Retype every item below letter for letter, but leave out the pictures.

--- Data for this exercise ---
· · ·
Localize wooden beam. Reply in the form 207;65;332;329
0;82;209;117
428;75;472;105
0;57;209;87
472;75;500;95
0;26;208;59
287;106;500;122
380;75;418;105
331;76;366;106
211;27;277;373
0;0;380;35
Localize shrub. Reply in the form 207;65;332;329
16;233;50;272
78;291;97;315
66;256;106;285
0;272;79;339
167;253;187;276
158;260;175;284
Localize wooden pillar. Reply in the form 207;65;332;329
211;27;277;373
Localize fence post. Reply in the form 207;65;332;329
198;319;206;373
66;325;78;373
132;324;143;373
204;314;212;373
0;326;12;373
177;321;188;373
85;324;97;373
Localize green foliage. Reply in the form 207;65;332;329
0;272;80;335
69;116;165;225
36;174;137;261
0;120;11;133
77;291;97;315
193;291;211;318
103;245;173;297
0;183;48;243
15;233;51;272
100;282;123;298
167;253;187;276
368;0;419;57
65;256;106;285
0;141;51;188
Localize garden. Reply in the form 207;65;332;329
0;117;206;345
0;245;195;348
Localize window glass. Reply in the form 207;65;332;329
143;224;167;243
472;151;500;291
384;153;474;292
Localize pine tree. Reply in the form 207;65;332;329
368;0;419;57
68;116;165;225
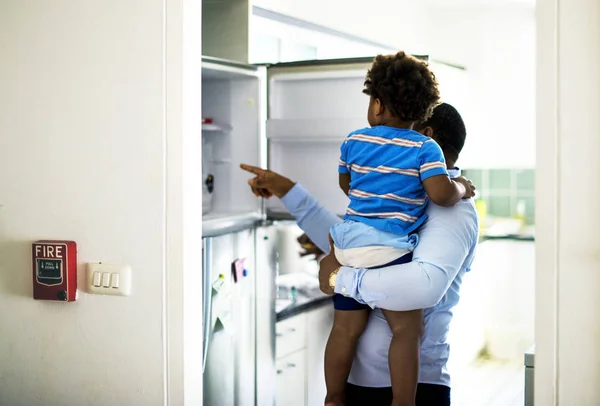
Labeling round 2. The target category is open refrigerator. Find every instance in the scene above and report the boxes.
[202,54,436,406]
· · ·
--- Task solution ---
Localize wooden beam. Reply in the form 207;65;332;329
0;82;209;117
428;75;472;105
0;57;209;87
472;75;500;95
0;26;208;59
287;106;500;122
380;75;418;105
331;76;366;106
211;27;277;373
0;0;380;35
Localize shrub. Reply in the form 207;65;332;329
16;233;50;272
78;291;97;315
66;256;106;285
0;272;79;339
167;253;187;276
158;260;175;284
Localize wooden pillar. Reply in the form 207;65;332;329
211;27;277;373
Localize fence post. Reply in the form 207;65;332;329
198;319;206;373
66;325;78;373
132;324;143;373
204;314;212;373
0;326;12;373
177;321;188;373
85;324;97;373
Localize green foliage. Reply in the form 207;65;332;329
0;272;80;335
69;116;165;225
36;174;137;261
0;120;11;133
77;291;97;315
193;291;211;318
103;245;173;297
0;183;48;243
15;233;51;272
100;282;123;298
167;253;187;276
368;0;419;57
65;256;106;285
0;141;51;188
Localize garden. Reply in the form 207;65;332;329
0;117;206;345
0;245;195;348
Localize window glass. Reply in the form 207;65;332;329
143;224;167;243
472;151;500;291
384;153;474;292
Localize pine tree. Reply in the form 207;65;332;329
368;0;419;57
68;116;165;225
Labeling round 2. The target category is open refrigerator. Find every instance in the scene above and report the boxes.
[202,54,436,406]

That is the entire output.